▸ **PASSAGE SHOWN**:
------------------------------------------------------------------------

We have done one test firing to dry the kiln out and establish the protective oxide layer on the elements. The kiln has a small tube fitting that allows the fumes from the kiln to be directed out of the room through ducting. (not supplied.) I have directed the vent fumes out the window through the fan. The vent is only 25mm dia. so I have used 90 mm dia. pipe to vent it out through the fan. This allows a massive excess of cold air from the room to mix with the vent fumes to cool them. allowing the use of plastic pipe. I’d prefer to use a gal steel pipe bend, but I don’t happen to have one. Maybe later.

To finish off everything in the kiln room, we have the LP gas Plumber coming this week to certify the gas line installation. If all that goes ahead, then All we have left to do is make up some test glazes and do a test firing full of glaze and body tests. Slow but positive progress.

------------------------------------------------------------------------

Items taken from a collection

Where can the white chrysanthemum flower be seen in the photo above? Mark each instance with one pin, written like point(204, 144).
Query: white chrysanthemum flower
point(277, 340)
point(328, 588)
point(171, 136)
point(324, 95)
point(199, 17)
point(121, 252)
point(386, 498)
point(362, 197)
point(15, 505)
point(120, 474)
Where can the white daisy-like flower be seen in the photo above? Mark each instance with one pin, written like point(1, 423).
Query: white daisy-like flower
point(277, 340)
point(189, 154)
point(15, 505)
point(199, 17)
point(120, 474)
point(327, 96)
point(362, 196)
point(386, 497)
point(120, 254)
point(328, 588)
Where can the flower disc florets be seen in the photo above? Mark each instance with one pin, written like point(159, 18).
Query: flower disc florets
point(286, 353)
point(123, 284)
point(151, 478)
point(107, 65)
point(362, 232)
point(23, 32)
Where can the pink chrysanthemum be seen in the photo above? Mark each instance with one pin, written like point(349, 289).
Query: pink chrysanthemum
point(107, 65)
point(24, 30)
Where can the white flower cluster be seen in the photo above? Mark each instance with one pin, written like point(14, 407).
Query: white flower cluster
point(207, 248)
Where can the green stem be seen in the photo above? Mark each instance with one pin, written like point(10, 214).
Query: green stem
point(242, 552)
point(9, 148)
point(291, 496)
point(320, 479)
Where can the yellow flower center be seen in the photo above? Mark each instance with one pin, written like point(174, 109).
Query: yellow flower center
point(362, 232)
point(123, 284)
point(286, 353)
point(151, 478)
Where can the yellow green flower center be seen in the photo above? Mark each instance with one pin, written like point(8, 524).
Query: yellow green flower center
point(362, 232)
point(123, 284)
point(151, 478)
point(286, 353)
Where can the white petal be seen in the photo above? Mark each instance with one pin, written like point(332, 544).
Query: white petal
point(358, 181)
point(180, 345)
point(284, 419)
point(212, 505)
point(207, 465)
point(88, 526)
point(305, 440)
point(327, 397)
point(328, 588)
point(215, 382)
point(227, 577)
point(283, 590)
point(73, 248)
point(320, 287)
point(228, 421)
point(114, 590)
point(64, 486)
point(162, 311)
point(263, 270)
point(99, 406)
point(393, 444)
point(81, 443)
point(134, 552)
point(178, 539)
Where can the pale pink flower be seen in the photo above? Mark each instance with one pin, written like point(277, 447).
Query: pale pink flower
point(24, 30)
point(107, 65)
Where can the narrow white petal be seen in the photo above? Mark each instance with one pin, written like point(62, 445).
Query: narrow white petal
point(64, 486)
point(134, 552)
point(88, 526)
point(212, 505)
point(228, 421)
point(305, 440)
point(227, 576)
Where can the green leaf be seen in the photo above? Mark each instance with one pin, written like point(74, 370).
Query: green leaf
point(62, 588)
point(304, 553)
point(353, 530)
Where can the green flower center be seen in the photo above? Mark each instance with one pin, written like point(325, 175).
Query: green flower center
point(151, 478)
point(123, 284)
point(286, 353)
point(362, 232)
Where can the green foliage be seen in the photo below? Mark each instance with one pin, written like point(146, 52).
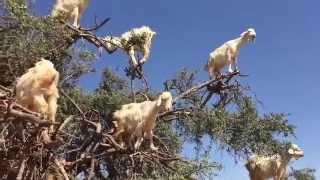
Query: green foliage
point(237, 127)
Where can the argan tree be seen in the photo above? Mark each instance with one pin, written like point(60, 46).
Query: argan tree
point(82, 144)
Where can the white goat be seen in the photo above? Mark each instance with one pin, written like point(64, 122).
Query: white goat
point(37, 89)
point(138, 119)
point(134, 41)
point(263, 167)
point(227, 53)
point(71, 10)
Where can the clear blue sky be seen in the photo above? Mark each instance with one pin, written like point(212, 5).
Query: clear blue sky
point(283, 63)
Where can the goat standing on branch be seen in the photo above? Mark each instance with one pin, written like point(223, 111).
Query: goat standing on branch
point(37, 89)
point(227, 53)
point(134, 41)
point(263, 167)
point(71, 10)
point(137, 120)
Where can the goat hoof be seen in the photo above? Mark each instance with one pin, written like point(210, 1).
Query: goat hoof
point(154, 148)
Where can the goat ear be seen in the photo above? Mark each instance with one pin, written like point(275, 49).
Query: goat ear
point(159, 101)
point(290, 151)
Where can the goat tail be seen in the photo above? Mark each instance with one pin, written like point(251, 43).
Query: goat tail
point(206, 67)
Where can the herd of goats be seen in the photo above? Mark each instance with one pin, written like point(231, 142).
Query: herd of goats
point(37, 90)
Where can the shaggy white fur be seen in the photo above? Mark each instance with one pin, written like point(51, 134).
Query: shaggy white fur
point(262, 167)
point(37, 89)
point(137, 120)
point(227, 53)
point(71, 10)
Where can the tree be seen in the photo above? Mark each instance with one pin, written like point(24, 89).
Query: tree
point(220, 109)
point(302, 174)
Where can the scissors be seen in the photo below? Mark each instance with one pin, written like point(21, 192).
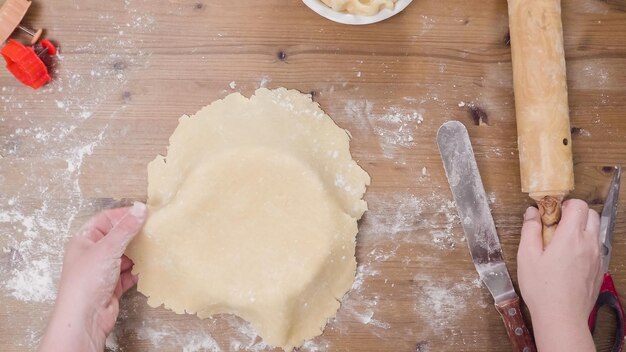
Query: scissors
point(608, 294)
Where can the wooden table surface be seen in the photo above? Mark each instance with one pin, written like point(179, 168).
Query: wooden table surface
point(128, 69)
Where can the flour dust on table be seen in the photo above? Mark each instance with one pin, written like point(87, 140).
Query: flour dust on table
point(254, 212)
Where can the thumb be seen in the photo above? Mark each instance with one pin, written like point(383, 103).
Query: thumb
point(531, 241)
point(117, 239)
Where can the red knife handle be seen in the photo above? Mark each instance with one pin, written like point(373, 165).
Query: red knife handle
point(608, 297)
point(516, 329)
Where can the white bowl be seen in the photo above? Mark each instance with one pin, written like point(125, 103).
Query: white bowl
point(347, 18)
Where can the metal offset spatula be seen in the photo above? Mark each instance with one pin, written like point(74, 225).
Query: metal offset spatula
point(480, 231)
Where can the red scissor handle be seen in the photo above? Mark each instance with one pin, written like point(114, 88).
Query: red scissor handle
point(608, 296)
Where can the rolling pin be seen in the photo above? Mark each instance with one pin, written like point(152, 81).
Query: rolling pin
point(541, 108)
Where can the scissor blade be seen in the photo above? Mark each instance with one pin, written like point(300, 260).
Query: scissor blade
point(607, 220)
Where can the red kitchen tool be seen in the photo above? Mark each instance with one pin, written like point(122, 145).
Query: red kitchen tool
point(26, 65)
point(608, 294)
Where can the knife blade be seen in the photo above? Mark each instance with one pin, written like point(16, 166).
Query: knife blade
point(480, 231)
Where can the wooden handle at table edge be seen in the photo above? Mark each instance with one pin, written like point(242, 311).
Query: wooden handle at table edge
point(519, 335)
point(550, 211)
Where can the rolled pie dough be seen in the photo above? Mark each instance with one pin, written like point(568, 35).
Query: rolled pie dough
point(253, 212)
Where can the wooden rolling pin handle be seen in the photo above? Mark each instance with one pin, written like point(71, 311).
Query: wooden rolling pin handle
point(518, 333)
point(550, 211)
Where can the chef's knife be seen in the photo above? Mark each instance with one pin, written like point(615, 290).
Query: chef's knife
point(480, 231)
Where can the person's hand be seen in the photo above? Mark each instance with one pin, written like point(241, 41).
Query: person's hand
point(560, 283)
point(96, 273)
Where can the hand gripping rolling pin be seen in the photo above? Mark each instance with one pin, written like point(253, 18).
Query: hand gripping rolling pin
point(542, 114)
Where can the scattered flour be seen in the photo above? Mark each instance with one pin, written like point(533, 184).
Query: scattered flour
point(440, 301)
point(161, 335)
point(395, 128)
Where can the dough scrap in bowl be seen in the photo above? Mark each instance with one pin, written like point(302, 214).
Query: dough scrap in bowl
point(253, 212)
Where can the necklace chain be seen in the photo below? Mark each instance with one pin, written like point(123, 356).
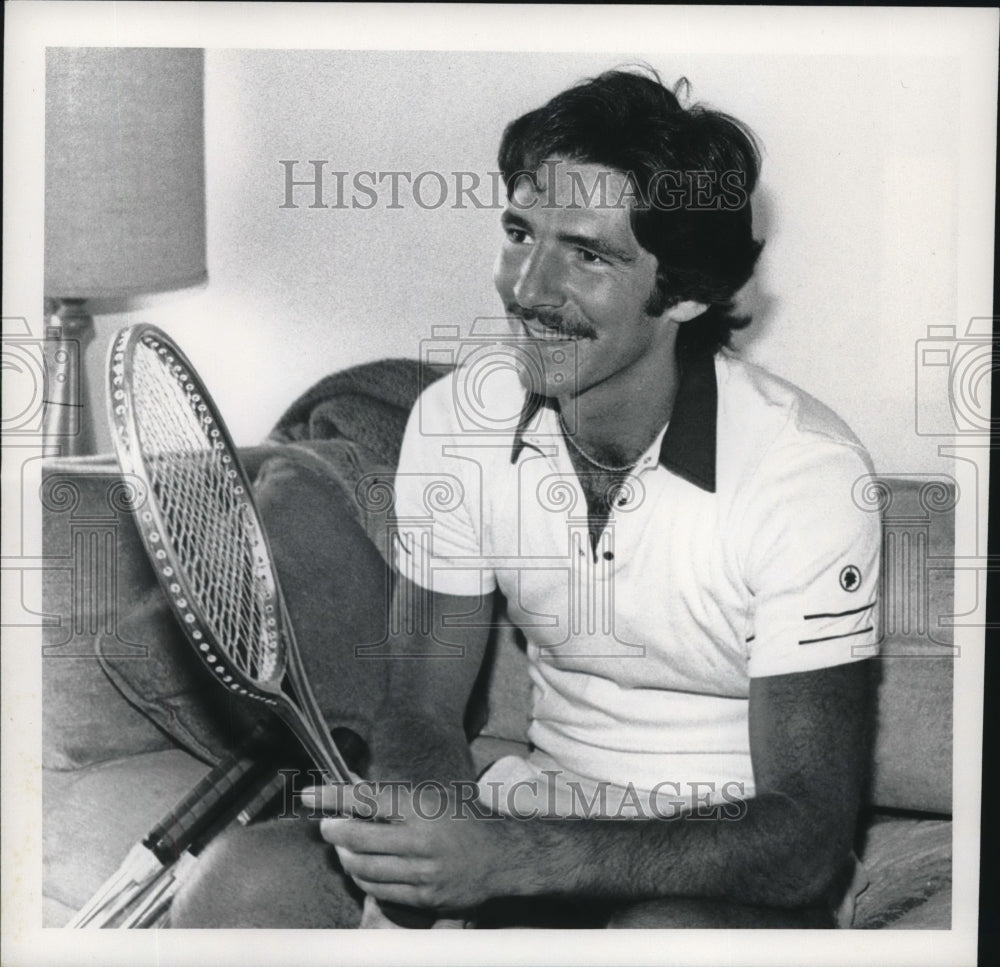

------------------------------------------------------------------------

▸ **SET PROBLEM**:
Continue the account of setting up the kiln room from the point at which it ends.

▸ **ANSWER FOR THE TASK**:
Name stamps and a new stool

I have now made 2 sizes of name stamps. Small ones for smaller domestic wares, and a larger pair for bigger pieces. I do these small jobs before and after work in the mornings or afternoons. We have bee throwing now for parts of the last 3 days. Not all day, as there are still so many other jobs that need our attention. Like planting peas, beans and Kohlrabi in the vegetable garden. Planting out 3 potted peach trees that were rescued from the fire and spent the last year and a half in large plastic pots.  It’s almost spring and I need to get them in the ground before they burst their buds.

I also made a 550 mm high 3 legged stool, custom made to suit me for throwing on the new shimpo wheel. I fashioned it out of some fire wood set aside for firing the kiln.

We are slowly filling the bench tops with more pots.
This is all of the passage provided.